Please transcribe each of the records exactly as given.

Records for this exercise
━━━

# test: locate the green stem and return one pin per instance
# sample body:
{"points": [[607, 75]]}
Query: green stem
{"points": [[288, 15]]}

━━━

Answer for this exercise
# test: locate the green stem and return one pin per instance
# sample body:
{"points": [[607, 75]]}
Query: green stem
{"points": [[288, 15]]}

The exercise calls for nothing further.